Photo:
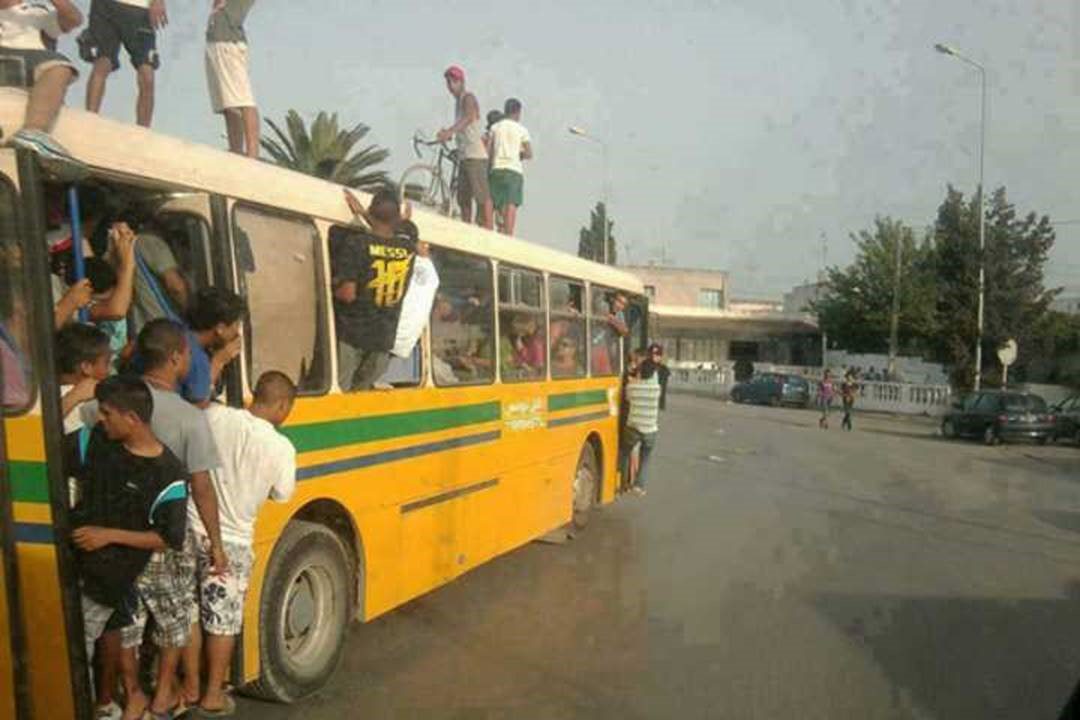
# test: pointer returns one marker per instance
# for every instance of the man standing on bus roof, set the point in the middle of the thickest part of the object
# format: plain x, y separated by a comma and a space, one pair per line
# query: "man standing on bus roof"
228, 77
132, 24
258, 463
510, 145
469, 131
23, 28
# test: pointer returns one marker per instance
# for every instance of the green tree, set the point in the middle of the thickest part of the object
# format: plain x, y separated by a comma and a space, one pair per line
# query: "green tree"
591, 239
327, 151
855, 306
1016, 300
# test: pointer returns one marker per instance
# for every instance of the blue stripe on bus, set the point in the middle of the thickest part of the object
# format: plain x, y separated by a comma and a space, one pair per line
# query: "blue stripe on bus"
392, 456
38, 533
556, 422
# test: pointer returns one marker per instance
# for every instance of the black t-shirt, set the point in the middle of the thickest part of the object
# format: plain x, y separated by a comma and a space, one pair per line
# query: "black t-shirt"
382, 270
129, 492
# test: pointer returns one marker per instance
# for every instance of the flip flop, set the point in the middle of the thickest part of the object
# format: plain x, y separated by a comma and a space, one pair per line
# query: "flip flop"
226, 711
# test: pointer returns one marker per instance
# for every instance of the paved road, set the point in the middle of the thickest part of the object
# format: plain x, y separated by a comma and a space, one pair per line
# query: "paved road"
773, 571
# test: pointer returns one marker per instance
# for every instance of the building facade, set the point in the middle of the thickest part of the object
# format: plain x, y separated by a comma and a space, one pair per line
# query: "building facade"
694, 316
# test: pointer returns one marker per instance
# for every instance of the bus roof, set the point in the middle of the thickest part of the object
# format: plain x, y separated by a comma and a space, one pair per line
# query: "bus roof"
133, 151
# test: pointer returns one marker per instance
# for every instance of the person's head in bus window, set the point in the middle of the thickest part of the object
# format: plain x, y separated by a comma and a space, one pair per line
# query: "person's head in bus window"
125, 406
215, 316
162, 345
82, 354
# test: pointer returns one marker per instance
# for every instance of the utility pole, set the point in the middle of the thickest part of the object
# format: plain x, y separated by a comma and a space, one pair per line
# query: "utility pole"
894, 323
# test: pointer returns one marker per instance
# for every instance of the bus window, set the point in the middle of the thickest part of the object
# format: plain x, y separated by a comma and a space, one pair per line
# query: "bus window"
607, 323
462, 320
16, 383
278, 262
523, 347
567, 328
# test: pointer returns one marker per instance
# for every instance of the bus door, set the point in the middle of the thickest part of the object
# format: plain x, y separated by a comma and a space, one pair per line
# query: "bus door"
13, 681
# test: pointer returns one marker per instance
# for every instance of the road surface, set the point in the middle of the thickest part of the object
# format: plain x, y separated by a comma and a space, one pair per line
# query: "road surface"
772, 571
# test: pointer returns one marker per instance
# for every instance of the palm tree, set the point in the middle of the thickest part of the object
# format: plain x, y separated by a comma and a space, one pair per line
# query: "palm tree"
327, 151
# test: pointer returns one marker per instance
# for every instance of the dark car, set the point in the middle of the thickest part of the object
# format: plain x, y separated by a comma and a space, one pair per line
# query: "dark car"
773, 389
1068, 419
996, 416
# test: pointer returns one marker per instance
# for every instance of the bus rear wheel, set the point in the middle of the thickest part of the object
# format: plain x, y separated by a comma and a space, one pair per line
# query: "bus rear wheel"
586, 479
304, 612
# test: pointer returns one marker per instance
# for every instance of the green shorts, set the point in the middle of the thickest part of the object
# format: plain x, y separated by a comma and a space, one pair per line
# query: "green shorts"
508, 188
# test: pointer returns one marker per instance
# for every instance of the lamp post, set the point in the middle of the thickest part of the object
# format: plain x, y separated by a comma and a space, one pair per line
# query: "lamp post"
606, 190
947, 50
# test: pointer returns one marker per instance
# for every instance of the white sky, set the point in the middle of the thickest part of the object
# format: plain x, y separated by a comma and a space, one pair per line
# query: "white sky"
740, 131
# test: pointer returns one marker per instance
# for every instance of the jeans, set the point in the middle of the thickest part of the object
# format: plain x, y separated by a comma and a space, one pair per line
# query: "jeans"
646, 442
358, 368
────────────────────
-- To do --
State how many lines in the rows above contain the string "shorts". Treat uppercase and lowercase letters as distinct, and give only the number.

-- Correct answer --
2